● TASK DETAILS:
In which lines of the data does the string "below" appear? Copy every one.

● TASK MATERIAL:

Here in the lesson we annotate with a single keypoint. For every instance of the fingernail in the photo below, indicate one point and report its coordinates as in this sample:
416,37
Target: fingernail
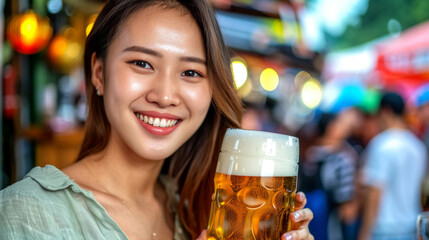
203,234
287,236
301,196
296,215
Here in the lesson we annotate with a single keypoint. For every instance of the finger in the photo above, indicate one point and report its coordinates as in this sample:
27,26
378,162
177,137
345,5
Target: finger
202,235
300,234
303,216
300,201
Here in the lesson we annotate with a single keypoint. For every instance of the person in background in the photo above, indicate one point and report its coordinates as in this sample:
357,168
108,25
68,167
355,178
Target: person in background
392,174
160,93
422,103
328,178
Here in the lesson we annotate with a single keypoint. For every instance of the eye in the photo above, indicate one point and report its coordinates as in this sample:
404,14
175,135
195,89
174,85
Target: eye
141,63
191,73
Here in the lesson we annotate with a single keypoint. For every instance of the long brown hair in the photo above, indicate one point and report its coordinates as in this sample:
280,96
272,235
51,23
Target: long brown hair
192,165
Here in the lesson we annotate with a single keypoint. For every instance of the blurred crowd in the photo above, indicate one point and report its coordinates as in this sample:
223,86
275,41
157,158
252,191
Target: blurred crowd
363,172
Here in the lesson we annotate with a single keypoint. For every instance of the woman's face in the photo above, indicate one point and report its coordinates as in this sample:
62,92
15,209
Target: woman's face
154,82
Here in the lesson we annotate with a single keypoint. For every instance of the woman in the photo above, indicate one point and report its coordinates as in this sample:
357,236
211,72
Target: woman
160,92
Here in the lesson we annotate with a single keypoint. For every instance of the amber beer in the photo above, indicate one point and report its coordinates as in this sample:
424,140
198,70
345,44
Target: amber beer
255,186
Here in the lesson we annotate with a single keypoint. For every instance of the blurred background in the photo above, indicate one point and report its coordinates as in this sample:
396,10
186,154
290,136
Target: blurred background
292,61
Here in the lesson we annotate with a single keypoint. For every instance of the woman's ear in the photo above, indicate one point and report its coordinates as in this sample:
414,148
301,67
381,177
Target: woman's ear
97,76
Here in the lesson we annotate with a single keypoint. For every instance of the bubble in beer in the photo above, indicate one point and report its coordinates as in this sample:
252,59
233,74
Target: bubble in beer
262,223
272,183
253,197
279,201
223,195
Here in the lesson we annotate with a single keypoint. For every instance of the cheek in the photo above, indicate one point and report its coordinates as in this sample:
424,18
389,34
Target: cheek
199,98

--

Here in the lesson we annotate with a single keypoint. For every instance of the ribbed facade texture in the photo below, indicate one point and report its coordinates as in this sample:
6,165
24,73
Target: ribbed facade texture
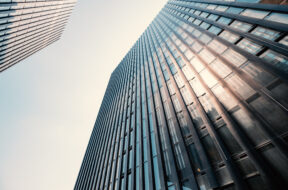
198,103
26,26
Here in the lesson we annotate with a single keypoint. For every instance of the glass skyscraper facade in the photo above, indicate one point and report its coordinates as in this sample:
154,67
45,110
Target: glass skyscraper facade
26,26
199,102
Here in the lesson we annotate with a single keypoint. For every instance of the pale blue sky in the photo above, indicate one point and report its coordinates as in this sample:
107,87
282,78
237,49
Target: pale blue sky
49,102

...

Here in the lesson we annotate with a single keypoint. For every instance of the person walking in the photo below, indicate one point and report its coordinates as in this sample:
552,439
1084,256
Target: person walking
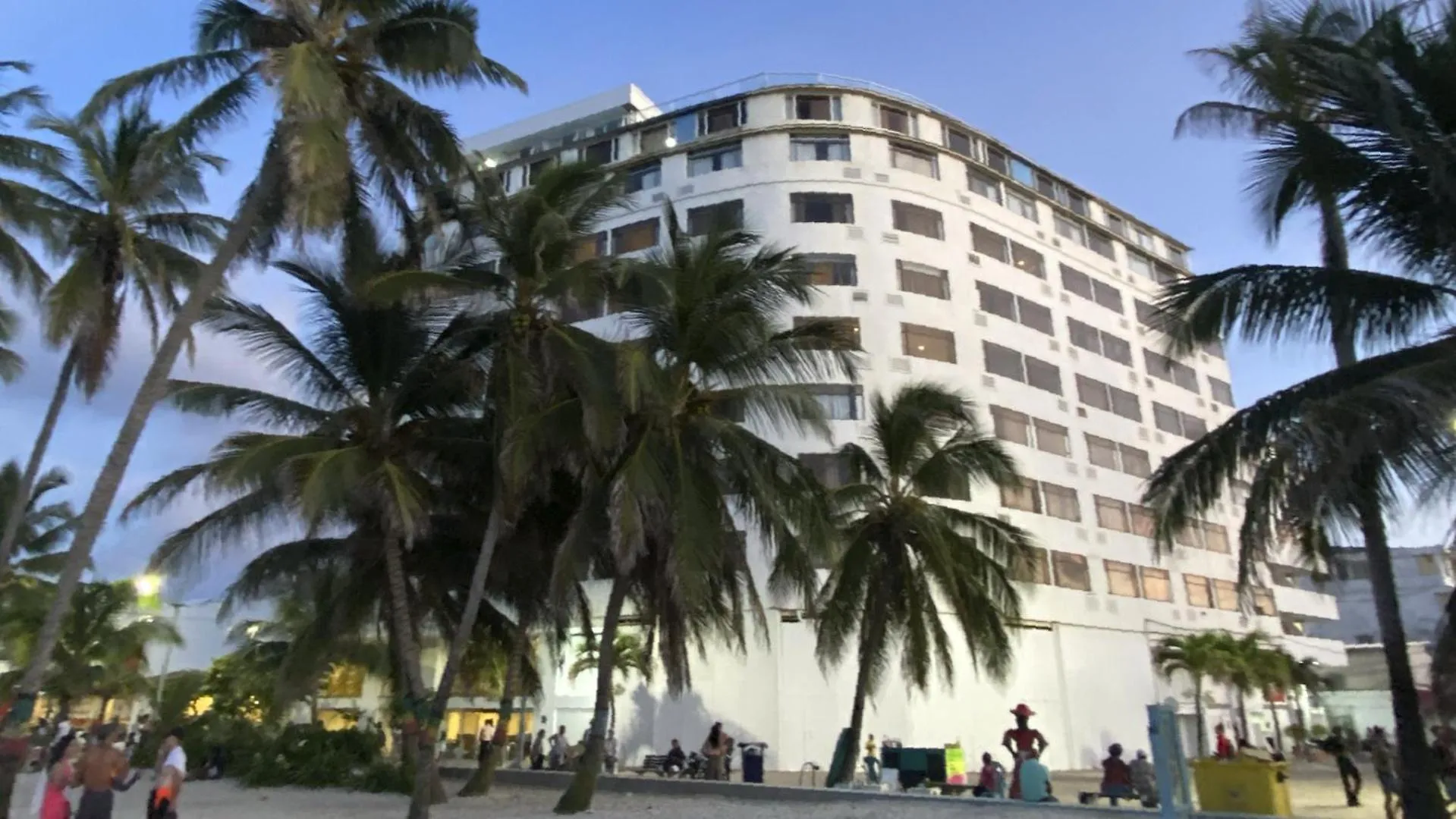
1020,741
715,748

● COMPLETED TASK:
Here in the lesson we annotate with a single keypoint. For every instance of the fingernail in the photo below, indicate one point and report its coordinates as in this sample:
Here in the lesson we annotate with a single keypoint. For every instance of the ribbed facade texture in the photo below, indicate one point and report its coordinates as in this sample:
Here in the lesson we annotate with a single keypoint. For every instance of the person walking in the photo below, indicate one point and report its coordinates as in this sample:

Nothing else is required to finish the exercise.